*Written problem*:
Copy the rows starting at the line containing "40, row 94." and ending at the line containing "column 514, row 168", changing "the locator" to "the point finder" and keeping everything else the same. Leave the pictures out.

*Given entries*:
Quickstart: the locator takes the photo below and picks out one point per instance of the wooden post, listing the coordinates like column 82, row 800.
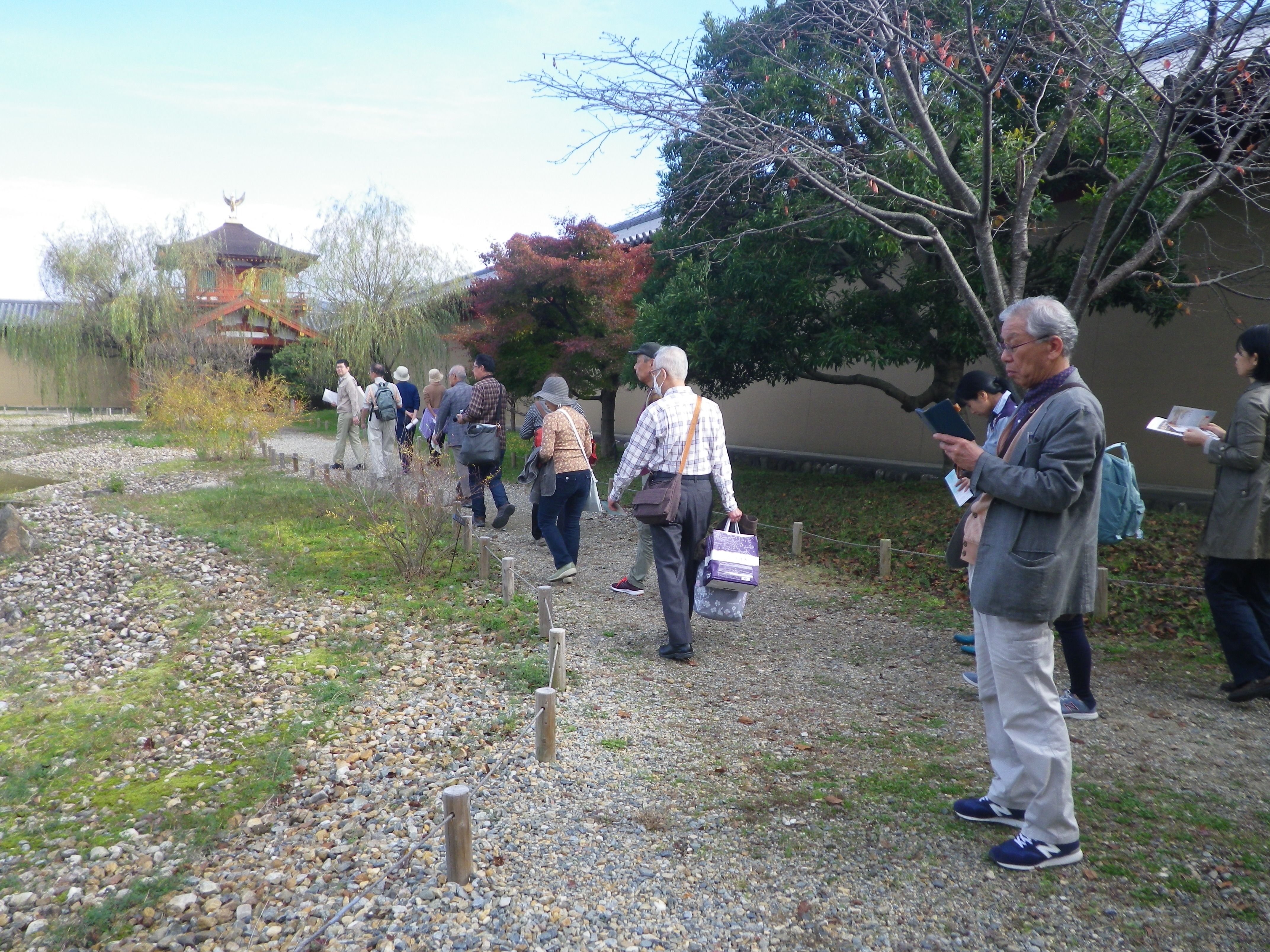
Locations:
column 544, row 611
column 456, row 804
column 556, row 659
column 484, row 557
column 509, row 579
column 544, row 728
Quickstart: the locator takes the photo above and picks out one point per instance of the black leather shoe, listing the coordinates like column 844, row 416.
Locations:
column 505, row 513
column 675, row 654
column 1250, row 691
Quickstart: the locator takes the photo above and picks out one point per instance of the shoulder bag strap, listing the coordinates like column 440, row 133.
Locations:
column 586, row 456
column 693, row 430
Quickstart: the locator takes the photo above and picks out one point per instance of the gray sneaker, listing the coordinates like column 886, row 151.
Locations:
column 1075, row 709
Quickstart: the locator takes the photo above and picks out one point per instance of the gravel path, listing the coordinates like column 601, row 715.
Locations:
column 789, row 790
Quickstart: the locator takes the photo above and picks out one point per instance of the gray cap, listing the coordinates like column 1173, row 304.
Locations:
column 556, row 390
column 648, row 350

* * *

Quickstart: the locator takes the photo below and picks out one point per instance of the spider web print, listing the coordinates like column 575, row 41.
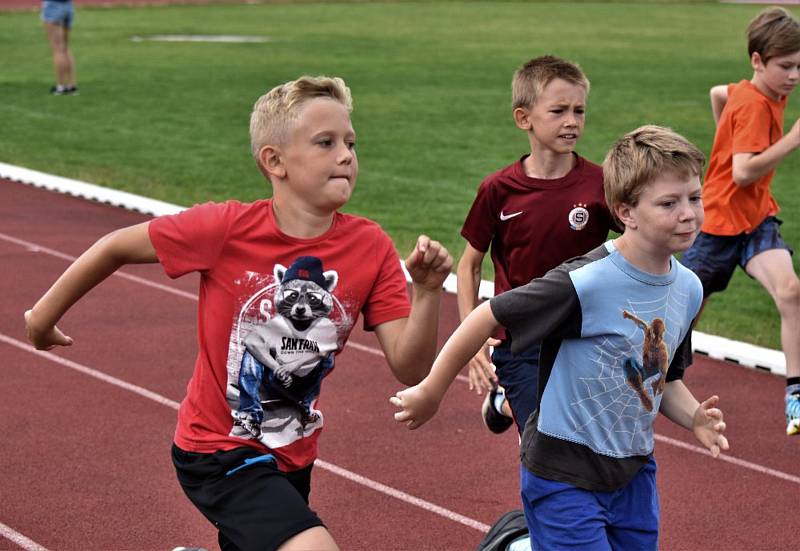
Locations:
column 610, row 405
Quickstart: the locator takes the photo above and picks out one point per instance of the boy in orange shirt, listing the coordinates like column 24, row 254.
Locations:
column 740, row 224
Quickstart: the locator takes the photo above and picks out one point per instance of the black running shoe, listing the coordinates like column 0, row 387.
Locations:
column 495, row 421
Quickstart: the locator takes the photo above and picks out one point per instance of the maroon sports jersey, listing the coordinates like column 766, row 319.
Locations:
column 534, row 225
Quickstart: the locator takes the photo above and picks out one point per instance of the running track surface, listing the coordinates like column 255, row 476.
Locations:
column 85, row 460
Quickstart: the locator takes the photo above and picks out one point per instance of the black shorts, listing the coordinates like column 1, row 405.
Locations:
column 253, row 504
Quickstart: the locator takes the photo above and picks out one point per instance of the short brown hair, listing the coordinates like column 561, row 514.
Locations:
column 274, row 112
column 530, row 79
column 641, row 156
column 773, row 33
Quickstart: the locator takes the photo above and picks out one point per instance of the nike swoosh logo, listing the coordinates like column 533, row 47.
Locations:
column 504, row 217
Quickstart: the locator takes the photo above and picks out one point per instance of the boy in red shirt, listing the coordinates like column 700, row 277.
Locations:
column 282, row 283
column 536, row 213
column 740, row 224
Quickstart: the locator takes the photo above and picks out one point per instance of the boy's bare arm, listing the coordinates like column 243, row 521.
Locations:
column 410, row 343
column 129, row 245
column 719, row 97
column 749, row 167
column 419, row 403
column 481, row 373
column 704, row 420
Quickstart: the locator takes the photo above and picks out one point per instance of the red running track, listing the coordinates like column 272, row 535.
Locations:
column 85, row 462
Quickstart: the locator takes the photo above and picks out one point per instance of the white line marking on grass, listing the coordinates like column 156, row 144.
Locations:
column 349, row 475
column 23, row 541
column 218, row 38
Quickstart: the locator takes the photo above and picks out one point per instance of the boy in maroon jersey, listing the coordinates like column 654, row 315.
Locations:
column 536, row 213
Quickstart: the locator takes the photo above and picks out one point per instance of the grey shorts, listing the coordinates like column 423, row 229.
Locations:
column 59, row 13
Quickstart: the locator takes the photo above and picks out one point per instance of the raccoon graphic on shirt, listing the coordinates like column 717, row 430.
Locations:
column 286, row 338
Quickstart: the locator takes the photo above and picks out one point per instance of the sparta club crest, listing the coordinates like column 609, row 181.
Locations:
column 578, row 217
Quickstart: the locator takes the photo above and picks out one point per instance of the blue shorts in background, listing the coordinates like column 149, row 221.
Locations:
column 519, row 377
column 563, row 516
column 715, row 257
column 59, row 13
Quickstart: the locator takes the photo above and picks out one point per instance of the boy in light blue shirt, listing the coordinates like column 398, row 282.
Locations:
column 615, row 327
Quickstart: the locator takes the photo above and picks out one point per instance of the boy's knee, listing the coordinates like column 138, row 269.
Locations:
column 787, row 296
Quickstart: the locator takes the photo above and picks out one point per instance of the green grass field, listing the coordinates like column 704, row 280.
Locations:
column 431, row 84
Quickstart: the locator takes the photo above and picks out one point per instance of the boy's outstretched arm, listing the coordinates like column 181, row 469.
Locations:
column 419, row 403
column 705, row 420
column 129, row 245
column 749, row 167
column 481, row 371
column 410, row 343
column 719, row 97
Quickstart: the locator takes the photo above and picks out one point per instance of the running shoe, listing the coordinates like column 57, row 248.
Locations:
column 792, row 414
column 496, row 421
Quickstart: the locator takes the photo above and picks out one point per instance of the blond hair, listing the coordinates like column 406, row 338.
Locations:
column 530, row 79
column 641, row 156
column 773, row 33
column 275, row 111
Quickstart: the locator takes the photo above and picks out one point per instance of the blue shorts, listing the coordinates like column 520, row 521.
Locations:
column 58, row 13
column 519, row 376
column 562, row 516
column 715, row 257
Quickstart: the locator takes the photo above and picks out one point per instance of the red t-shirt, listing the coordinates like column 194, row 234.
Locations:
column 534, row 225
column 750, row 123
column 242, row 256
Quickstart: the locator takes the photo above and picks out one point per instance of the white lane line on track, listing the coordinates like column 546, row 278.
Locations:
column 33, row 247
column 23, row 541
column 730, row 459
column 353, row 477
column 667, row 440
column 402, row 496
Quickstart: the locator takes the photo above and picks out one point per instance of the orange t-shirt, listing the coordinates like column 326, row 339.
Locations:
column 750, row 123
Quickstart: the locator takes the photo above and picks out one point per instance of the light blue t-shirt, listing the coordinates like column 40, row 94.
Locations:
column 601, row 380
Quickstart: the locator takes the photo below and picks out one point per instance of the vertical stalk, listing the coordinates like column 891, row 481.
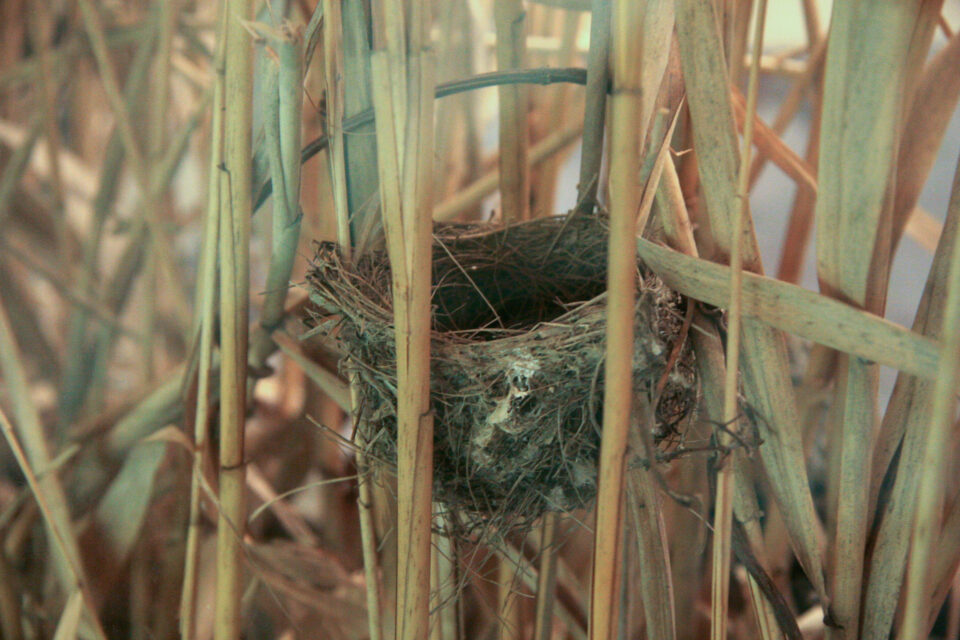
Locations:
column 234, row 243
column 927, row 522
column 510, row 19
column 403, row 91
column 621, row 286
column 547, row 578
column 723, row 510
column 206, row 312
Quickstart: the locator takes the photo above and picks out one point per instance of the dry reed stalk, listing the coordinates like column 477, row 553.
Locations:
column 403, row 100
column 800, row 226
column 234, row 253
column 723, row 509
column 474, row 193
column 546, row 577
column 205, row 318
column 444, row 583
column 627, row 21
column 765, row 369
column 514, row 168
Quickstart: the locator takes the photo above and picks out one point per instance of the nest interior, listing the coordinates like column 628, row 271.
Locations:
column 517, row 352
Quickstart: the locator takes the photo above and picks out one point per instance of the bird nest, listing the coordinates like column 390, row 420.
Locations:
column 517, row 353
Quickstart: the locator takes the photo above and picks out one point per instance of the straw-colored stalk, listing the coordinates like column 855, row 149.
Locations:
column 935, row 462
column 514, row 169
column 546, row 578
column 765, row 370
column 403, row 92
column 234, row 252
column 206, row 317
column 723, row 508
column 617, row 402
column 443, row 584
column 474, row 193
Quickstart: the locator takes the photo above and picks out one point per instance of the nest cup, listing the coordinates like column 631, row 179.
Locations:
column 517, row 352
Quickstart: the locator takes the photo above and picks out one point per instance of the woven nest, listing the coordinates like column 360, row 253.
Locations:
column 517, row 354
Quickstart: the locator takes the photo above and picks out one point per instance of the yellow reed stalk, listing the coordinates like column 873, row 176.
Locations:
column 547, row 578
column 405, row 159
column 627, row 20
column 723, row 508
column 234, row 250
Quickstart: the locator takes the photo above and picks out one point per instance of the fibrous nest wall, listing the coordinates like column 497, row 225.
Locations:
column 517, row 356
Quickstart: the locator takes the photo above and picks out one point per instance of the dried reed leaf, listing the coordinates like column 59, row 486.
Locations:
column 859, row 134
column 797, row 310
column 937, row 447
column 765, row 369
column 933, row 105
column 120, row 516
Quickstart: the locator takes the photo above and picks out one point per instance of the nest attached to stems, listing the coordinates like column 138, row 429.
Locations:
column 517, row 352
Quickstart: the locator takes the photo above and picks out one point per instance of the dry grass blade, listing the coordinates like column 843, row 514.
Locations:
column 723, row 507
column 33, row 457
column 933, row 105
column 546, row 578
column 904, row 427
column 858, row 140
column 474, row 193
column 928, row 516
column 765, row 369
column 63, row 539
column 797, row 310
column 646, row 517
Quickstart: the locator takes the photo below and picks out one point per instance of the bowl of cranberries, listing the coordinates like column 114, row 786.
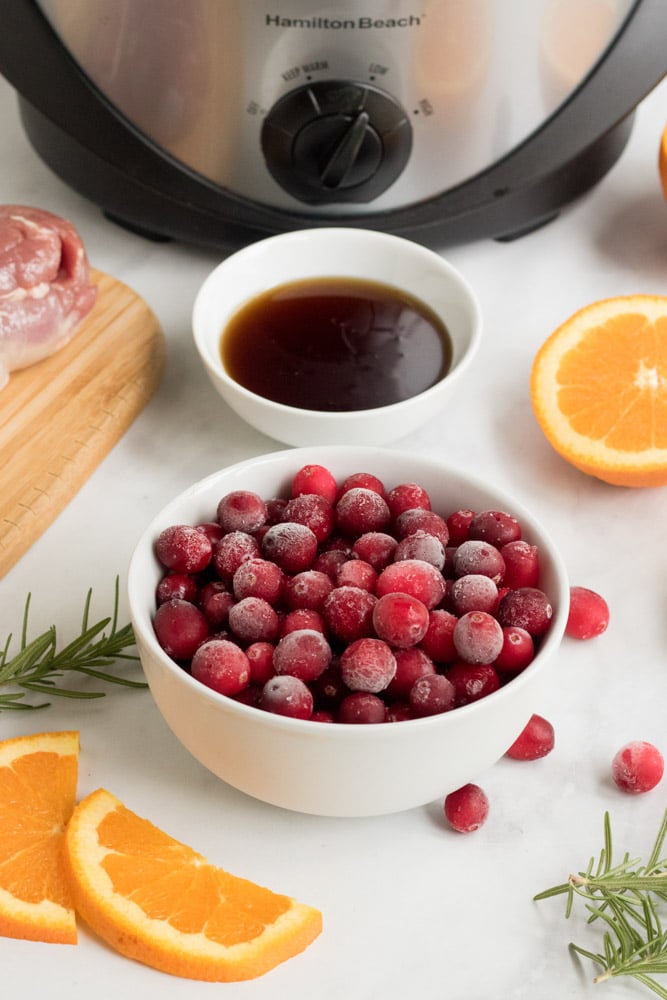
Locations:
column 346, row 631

*Response to the task*:
Quickstart: the point finder takes the photo above and picks out one point per instance of the light blue t-shirt, listing the coordinates like column 40, row 94.
Locations:
column 601, row 380
Quickstart: the point finder takes the photo below and picks out one point per instance of the vertical stalk, listing the coordinates like column 891, row 481.
Locations:
column 234, row 243
column 927, row 522
column 510, row 19
column 403, row 91
column 621, row 286
column 547, row 578
column 723, row 510
column 206, row 312
Quickstart: the point finder takes the photo above and picks out one point per instance of the dry reed stalk, listing the coordinates like column 477, row 553.
Locations:
column 403, row 100
column 800, row 226
column 234, row 253
column 723, row 509
column 474, row 193
column 546, row 577
column 205, row 318
column 444, row 583
column 627, row 21
column 765, row 369
column 514, row 168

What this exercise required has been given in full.